*Exercise objective*:
Please convert the records into a Markdown table, starting at the beginning of the records and ending at the line that contains "top-left (46, 401), bottom-right (83, 481)", with columns Number and Entry. Give each line its own numbered row, and leave out blank lines and the pictures.

*Data supplied*:
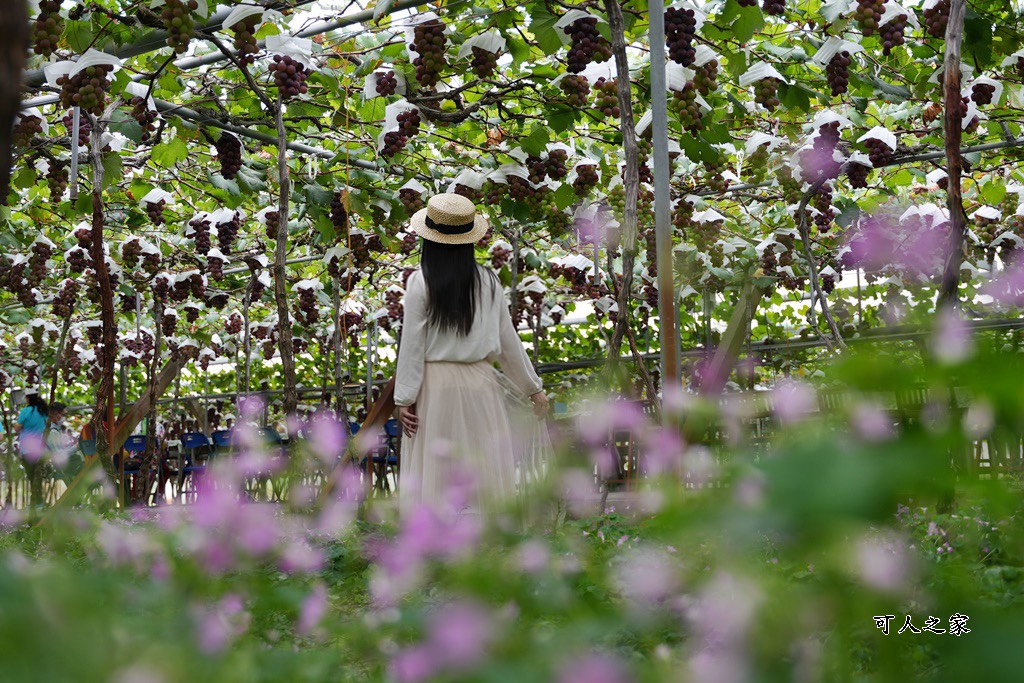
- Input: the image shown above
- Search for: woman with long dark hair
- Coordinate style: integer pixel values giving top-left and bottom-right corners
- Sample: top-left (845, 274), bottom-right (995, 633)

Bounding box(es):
top-left (394, 195), bottom-right (548, 513)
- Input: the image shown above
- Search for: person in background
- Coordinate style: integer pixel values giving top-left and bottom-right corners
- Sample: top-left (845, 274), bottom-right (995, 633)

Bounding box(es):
top-left (14, 387), bottom-right (49, 506)
top-left (394, 194), bottom-right (548, 515)
top-left (46, 401), bottom-right (83, 481)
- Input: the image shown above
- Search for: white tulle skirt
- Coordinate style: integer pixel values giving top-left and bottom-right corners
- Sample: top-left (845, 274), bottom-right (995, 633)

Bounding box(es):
top-left (398, 360), bottom-right (546, 515)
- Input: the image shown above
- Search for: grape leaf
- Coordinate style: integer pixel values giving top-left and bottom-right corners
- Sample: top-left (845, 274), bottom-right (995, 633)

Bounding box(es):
top-left (65, 19), bottom-right (95, 52)
top-left (519, 126), bottom-right (551, 157)
top-left (554, 182), bottom-right (577, 210)
top-left (102, 153), bottom-right (124, 187)
top-left (528, 2), bottom-right (562, 54)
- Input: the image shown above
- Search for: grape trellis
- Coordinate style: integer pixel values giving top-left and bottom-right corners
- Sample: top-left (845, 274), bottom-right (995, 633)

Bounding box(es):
top-left (0, 0), bottom-right (1024, 464)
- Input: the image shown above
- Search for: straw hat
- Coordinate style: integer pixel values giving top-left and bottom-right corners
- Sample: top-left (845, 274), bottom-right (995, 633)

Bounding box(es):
top-left (411, 194), bottom-right (487, 245)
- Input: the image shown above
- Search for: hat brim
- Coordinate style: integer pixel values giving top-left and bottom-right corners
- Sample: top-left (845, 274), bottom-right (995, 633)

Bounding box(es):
top-left (410, 208), bottom-right (488, 245)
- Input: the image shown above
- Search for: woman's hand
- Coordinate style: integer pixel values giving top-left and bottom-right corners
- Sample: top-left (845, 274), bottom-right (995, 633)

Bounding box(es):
top-left (398, 403), bottom-right (420, 436)
top-left (529, 391), bottom-right (548, 419)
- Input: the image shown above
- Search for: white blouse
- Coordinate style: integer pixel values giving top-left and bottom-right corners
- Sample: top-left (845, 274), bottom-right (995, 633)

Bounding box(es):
top-left (394, 266), bottom-right (543, 405)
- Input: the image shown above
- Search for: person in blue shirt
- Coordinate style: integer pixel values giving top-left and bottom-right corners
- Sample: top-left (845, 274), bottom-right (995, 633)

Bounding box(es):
top-left (14, 388), bottom-right (49, 505)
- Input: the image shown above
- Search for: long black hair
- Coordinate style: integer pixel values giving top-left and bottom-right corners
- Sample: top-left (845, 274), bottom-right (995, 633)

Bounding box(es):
top-left (25, 393), bottom-right (50, 418)
top-left (420, 240), bottom-right (497, 336)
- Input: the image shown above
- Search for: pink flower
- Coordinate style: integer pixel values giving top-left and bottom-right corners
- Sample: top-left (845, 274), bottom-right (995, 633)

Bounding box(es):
top-left (280, 539), bottom-right (325, 573)
top-left (295, 582), bottom-right (328, 636)
top-left (688, 646), bottom-right (751, 683)
top-left (981, 259), bottom-right (1024, 307)
top-left (193, 594), bottom-right (249, 654)
top-left (852, 402), bottom-right (896, 442)
top-left (614, 548), bottom-right (679, 605)
top-left (111, 665), bottom-right (167, 683)
top-left (771, 380), bottom-right (817, 424)
top-left (844, 213), bottom-right (949, 279)
top-left (309, 414), bottom-right (348, 465)
top-left (239, 394), bottom-right (266, 422)
top-left (643, 429), bottom-right (685, 476)
top-left (427, 601), bottom-right (495, 669)
top-left (856, 535), bottom-right (911, 592)
top-left (389, 645), bottom-right (440, 683)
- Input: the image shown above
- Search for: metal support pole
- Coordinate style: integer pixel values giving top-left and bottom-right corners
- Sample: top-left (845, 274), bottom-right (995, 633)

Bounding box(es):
top-left (367, 317), bottom-right (377, 413)
top-left (68, 106), bottom-right (82, 202)
top-left (647, 0), bottom-right (682, 392)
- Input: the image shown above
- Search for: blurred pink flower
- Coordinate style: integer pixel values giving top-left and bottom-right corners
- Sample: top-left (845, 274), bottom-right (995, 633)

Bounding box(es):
top-left (558, 653), bottom-right (634, 683)
top-left (641, 428), bottom-right (684, 476)
top-left (239, 394), bottom-right (266, 422)
top-left (427, 601), bottom-right (495, 669)
top-left (295, 581), bottom-right (328, 636)
top-left (193, 594), bottom-right (249, 654)
top-left (981, 259), bottom-right (1024, 307)
top-left (279, 539), bottom-right (325, 573)
top-left (855, 533), bottom-right (912, 592)
top-left (843, 211), bottom-right (949, 279)
top-left (96, 520), bottom-right (161, 571)
top-left (614, 544), bottom-right (680, 605)
top-left (388, 645), bottom-right (440, 683)
top-left (111, 664), bottom-right (167, 683)
top-left (309, 413), bottom-right (348, 465)
top-left (771, 379), bottom-right (817, 424)
top-left (516, 539), bottom-right (551, 573)
top-left (687, 646), bottom-right (751, 683)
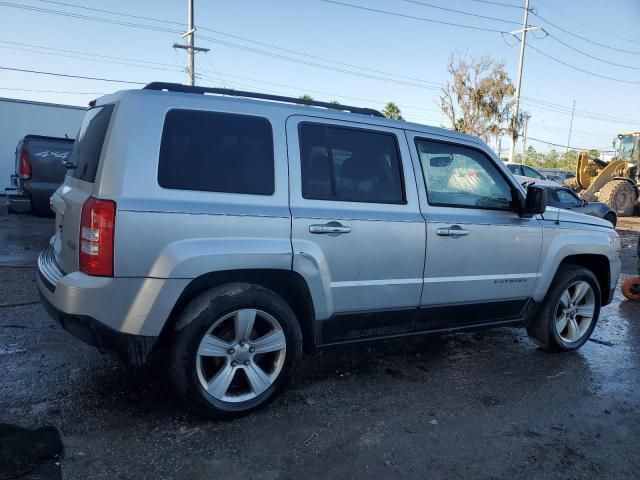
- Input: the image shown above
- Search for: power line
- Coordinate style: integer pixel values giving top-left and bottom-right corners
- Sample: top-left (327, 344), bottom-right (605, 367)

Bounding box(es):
top-left (400, 0), bottom-right (520, 25)
top-left (471, 0), bottom-right (524, 10)
top-left (36, 0), bottom-right (184, 26)
top-left (0, 66), bottom-right (147, 85)
top-left (0, 0), bottom-right (440, 89)
top-left (0, 87), bottom-right (106, 95)
top-left (200, 35), bottom-right (440, 90)
top-left (531, 9), bottom-right (640, 55)
top-left (320, 0), bottom-right (507, 33)
top-left (527, 137), bottom-right (613, 152)
top-left (523, 97), bottom-right (640, 124)
top-left (0, 41), bottom-right (182, 72)
top-left (542, 28), bottom-right (640, 70)
top-left (198, 27), bottom-right (441, 87)
top-left (0, 2), bottom-right (182, 34)
top-left (527, 44), bottom-right (640, 85)
top-left (0, 40), bottom-right (182, 67)
top-left (536, 0), bottom-right (640, 43)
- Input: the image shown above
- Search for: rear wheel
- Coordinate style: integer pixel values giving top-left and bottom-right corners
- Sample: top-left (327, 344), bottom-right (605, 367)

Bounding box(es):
top-left (527, 265), bottom-right (601, 352)
top-left (598, 180), bottom-right (636, 217)
top-left (170, 284), bottom-right (302, 418)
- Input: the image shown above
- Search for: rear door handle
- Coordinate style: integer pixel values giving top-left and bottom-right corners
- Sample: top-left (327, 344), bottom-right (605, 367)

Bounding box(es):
top-left (436, 225), bottom-right (471, 237)
top-left (309, 222), bottom-right (351, 235)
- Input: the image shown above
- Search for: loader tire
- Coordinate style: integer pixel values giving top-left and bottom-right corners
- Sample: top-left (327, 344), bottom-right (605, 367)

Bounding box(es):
top-left (598, 180), bottom-right (637, 217)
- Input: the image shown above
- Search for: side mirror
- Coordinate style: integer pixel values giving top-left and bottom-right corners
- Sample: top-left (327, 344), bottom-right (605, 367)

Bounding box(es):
top-left (518, 185), bottom-right (547, 218)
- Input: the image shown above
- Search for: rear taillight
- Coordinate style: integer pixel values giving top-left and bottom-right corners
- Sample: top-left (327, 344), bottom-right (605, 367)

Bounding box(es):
top-left (80, 197), bottom-right (116, 277)
top-left (19, 150), bottom-right (31, 180)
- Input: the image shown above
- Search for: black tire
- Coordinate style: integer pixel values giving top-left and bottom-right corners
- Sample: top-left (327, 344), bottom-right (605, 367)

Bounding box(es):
top-left (604, 212), bottom-right (618, 227)
top-left (169, 283), bottom-right (302, 419)
top-left (598, 180), bottom-right (637, 217)
top-left (527, 265), bottom-right (601, 352)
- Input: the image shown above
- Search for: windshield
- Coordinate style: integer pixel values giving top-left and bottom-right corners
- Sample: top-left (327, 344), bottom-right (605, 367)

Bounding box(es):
top-left (620, 135), bottom-right (636, 160)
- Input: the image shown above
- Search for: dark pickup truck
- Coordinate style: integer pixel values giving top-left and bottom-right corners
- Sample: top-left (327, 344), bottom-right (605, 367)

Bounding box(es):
top-left (5, 135), bottom-right (74, 215)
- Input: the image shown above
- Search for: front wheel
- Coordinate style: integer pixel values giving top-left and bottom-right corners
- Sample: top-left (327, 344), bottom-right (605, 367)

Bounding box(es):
top-left (527, 265), bottom-right (601, 352)
top-left (604, 212), bottom-right (618, 228)
top-left (621, 277), bottom-right (640, 302)
top-left (170, 284), bottom-right (302, 418)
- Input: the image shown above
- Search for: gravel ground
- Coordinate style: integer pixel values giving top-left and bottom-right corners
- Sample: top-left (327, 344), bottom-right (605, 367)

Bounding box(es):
top-left (0, 211), bottom-right (640, 480)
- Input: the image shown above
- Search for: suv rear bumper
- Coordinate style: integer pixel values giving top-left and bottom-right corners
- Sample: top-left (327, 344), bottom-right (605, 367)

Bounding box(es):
top-left (37, 246), bottom-right (188, 364)
top-left (40, 293), bottom-right (157, 365)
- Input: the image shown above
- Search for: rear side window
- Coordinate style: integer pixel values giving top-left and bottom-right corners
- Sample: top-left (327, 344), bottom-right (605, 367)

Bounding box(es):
top-left (299, 123), bottom-right (406, 203)
top-left (69, 105), bottom-right (113, 182)
top-left (158, 110), bottom-right (275, 195)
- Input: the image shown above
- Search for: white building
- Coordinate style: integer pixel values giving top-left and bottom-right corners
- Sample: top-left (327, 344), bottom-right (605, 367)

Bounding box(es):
top-left (0, 98), bottom-right (86, 186)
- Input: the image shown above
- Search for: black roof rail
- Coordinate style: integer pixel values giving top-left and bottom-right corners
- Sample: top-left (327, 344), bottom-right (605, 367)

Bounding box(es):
top-left (143, 82), bottom-right (384, 117)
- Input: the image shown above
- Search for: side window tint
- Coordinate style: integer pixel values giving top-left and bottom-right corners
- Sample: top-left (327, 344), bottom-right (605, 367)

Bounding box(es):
top-left (299, 123), bottom-right (405, 203)
top-left (158, 110), bottom-right (275, 195)
top-left (416, 139), bottom-right (511, 210)
top-left (507, 163), bottom-right (522, 175)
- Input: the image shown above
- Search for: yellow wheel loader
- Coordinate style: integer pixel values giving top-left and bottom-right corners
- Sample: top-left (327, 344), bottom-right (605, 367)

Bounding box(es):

*Response to this task*:
| Number | Entry |
|---|---|
| 1 | - Input: the image shown above |
| 2 | - Search for: woman with long dark hair |
| 3 | - Coordinate style: integer pixel values giving top-left and bottom-right corners |
| 4 | - Sample: top-left (845, 274), bottom-right (995, 633) |
| 5 | Bounding box(es): |
| 6 | top-left (394, 195), bottom-right (548, 513) |
| 7 | - Input: the image shown above |
| 8 | - Search for: person in background |
| 9 | - Coordinate style: integer pixel values giving top-left and bottom-right corners |
| 10 | - Sample: top-left (845, 274), bottom-right (995, 633) |
| 11 | Bounding box(es): |
| 12 | top-left (14, 387), bottom-right (49, 506) |
| 13 | top-left (394, 194), bottom-right (548, 515) |
| 14 | top-left (46, 401), bottom-right (83, 481) |